--- What is being asked ---
Reproduce, word for word, the portion of the forum thread below that runs from "If this kiting" up to and including "to be garnisheed?".

--- Text block ---
....................

She has no assets and lives soley on government pensions in a rent-geared-to-income seniors community. 

She is hesitant to sign a POA for property - her children are working on it. She allegedly has a small life insurance policy that she says designates one of her children as beneficiary. No one has seen it. She has a limited work history and a CPP death benefit of approximately $500 is expected when she passes. 

Here's the issue - it has come to our attention that this lady has acquired credit cards over the past few years. 

With no means to repay the debt, she is kiting (taking from one to pay the other) which will eventually catch up to her. Some members of her family want her to sign a POA after which they want the attorney to "take full charge" of her financial affairs and make all decisions on her behalf. Since she is still competent (difficult to deal with, but competent), this is not reasonable. We may not agree with her decisions, but they are her decisions and she has the right to make them. 

My questios are:

If this kiting scheme catches up to her while she is still alive, goes to collections and ends up in court, will the courts allow OAS/GIS benefits to be garnisheed?

We expect that she will sign a will and designate one of her sons as executor. He is concerned that he will have to deal with months of creditor issues even though there are no assets for them to claim. In this case, would it be better if she were to die intestate or would that complicate matters even further? 

Sorry for the lengthy post. Any and all guidance is appreciated.


----------



## Four Pillars (Apr 5, 2009)

I think your relative needs to institute the 3 tiers of savings. See Royal for details.


----------



## I'm Howard (Oct 13, 2010)

I would refuse to act as Executor, this transfers some legal liabilities, have a trust company such as Scotia Trust act in this manner.

Executors may be held liable for some debts.


----------



## Dana (Nov 17, 2009)

I'm Howard said:


> I would refuse to act as Executor, this transfers some legal liabilities, have a trust company such as Scotia Trust act in this manner.
> 
> Executors may be held liable for some debts.


There is no money to hire a trust company to act as executor. There are no assets in the estate. I am pretty sure that all of her children are prepared to decline to act as executor if they are designated as such. Years ago the province would appoint trustees for people who died intestate - I wonder if that is still how it works?

....................

--- Material supplied ---
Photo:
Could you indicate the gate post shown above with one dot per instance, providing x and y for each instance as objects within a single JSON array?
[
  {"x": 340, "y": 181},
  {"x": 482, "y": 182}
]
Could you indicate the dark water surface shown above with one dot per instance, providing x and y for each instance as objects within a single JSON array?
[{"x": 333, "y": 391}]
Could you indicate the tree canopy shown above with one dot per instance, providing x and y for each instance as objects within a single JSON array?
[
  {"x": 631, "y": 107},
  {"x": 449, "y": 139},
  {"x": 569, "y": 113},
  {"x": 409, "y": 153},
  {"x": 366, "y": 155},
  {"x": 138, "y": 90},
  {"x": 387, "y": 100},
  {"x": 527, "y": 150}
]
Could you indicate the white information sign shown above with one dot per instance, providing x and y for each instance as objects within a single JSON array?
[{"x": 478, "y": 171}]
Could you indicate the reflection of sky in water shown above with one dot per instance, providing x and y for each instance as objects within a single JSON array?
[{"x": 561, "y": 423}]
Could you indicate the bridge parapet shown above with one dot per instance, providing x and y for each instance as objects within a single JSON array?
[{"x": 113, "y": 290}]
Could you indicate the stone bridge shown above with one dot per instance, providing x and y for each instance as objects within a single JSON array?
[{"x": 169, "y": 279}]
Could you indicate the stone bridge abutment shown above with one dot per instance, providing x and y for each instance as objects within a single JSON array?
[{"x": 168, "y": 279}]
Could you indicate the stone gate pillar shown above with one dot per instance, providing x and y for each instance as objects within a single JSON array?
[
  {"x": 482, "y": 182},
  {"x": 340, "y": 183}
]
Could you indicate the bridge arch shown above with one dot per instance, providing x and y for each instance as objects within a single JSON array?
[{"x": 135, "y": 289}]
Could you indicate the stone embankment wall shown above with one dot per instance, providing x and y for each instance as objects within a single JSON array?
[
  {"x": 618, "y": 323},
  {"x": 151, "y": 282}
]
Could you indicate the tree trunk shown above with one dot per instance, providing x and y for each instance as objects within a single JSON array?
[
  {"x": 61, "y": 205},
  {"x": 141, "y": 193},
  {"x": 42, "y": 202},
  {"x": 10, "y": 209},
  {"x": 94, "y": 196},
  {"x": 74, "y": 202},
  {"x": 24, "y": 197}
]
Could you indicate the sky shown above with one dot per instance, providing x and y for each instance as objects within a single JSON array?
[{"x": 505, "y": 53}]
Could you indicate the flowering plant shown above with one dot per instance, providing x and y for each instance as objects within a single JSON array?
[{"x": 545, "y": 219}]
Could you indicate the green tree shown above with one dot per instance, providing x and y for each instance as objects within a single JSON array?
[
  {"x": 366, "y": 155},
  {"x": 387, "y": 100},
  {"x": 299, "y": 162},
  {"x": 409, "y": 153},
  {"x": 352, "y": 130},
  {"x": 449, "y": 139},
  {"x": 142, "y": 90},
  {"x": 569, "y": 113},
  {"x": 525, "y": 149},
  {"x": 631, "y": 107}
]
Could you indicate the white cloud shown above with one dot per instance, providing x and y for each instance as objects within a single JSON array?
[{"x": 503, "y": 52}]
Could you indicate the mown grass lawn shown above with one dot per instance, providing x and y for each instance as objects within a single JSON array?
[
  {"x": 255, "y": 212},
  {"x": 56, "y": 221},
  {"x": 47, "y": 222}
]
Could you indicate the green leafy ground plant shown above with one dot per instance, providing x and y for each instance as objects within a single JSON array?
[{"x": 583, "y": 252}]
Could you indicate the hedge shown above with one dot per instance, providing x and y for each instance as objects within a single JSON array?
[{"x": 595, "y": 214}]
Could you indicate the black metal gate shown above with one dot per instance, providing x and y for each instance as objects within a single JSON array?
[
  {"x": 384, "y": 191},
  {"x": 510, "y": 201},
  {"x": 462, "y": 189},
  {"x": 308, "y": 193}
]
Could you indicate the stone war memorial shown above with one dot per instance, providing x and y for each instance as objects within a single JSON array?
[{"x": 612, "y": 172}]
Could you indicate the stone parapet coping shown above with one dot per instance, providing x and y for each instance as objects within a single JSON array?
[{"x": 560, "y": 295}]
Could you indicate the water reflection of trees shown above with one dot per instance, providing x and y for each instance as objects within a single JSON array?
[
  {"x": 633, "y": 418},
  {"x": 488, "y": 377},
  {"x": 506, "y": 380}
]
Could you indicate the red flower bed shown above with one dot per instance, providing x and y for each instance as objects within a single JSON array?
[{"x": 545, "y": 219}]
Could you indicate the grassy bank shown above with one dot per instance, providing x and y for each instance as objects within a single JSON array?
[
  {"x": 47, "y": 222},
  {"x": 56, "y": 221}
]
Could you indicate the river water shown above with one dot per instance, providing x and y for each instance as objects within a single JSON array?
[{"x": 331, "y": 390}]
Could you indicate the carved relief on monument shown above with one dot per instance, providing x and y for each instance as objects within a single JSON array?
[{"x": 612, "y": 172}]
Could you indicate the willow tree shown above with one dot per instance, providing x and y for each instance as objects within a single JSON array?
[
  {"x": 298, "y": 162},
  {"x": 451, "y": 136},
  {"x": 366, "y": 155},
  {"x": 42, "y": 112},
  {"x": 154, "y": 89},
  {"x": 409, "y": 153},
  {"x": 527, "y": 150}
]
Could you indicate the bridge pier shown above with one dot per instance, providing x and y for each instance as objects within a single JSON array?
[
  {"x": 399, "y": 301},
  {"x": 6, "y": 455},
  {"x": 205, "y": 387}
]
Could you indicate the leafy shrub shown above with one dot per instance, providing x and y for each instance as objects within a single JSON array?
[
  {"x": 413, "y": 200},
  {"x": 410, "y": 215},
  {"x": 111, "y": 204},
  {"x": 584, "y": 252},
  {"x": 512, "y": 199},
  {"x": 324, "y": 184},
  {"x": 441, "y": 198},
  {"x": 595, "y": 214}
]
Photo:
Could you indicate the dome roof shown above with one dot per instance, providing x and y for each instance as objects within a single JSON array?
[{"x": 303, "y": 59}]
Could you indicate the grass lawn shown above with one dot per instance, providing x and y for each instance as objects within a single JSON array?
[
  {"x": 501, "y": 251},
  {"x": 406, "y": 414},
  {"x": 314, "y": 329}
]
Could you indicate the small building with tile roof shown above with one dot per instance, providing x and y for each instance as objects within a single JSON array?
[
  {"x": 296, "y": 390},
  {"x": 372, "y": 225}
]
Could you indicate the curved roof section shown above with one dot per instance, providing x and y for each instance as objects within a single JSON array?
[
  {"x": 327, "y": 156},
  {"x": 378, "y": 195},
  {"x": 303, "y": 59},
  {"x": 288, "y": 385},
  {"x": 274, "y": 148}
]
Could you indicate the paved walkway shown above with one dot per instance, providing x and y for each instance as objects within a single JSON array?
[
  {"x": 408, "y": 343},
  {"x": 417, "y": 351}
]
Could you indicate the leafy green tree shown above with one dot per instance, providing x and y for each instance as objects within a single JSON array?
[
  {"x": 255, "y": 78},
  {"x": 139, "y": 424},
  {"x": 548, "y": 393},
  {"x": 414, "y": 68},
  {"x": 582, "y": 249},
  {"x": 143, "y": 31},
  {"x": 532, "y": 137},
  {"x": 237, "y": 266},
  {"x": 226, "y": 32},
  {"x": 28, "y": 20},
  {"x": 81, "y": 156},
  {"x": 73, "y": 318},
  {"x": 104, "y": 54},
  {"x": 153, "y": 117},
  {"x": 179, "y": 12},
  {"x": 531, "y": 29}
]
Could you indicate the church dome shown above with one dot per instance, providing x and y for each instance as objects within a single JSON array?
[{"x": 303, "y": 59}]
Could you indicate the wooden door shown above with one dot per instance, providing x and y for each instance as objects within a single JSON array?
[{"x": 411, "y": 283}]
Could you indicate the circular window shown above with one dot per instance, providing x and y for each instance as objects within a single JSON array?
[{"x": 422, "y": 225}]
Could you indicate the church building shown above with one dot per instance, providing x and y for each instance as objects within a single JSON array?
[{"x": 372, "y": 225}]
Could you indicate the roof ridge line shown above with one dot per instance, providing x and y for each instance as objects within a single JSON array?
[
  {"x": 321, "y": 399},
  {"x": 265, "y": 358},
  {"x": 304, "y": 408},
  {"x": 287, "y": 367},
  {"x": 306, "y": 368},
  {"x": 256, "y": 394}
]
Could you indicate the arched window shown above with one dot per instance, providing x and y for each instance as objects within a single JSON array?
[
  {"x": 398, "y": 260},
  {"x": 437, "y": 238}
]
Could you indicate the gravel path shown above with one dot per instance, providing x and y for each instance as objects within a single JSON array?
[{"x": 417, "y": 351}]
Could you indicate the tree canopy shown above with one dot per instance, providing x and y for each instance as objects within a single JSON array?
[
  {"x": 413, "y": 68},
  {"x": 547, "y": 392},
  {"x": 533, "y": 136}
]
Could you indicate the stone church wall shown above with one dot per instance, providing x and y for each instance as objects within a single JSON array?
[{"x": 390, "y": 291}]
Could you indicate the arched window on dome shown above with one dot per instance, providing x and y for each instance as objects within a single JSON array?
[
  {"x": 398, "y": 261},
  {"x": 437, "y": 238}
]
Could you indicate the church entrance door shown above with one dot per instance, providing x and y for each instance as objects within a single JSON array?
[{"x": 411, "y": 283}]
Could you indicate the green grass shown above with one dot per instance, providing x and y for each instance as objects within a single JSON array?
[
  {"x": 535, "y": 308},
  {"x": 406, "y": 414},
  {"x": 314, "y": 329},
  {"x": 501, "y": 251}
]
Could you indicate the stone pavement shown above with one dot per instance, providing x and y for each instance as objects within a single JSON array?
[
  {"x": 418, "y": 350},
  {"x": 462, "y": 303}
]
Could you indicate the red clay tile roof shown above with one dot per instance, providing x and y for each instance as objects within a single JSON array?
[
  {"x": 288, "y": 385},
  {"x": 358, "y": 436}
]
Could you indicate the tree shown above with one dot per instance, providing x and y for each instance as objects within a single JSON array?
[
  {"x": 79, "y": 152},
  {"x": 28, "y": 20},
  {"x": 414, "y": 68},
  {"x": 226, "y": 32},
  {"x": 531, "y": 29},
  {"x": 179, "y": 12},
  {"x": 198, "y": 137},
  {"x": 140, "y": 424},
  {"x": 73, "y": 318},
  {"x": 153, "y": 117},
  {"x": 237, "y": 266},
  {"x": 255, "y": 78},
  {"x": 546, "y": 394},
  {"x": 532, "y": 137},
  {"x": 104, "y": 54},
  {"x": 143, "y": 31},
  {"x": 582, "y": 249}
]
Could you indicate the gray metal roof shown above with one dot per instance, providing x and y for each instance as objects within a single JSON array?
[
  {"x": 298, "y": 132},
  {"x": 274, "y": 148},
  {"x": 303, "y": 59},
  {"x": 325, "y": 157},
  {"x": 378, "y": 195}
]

....................

--- Exercise response ---
If this kiting scheme catches up to her while she is still alive, goes to collections and ends up in court, will the courts allow OAS/GIS benefits to be garnisheed?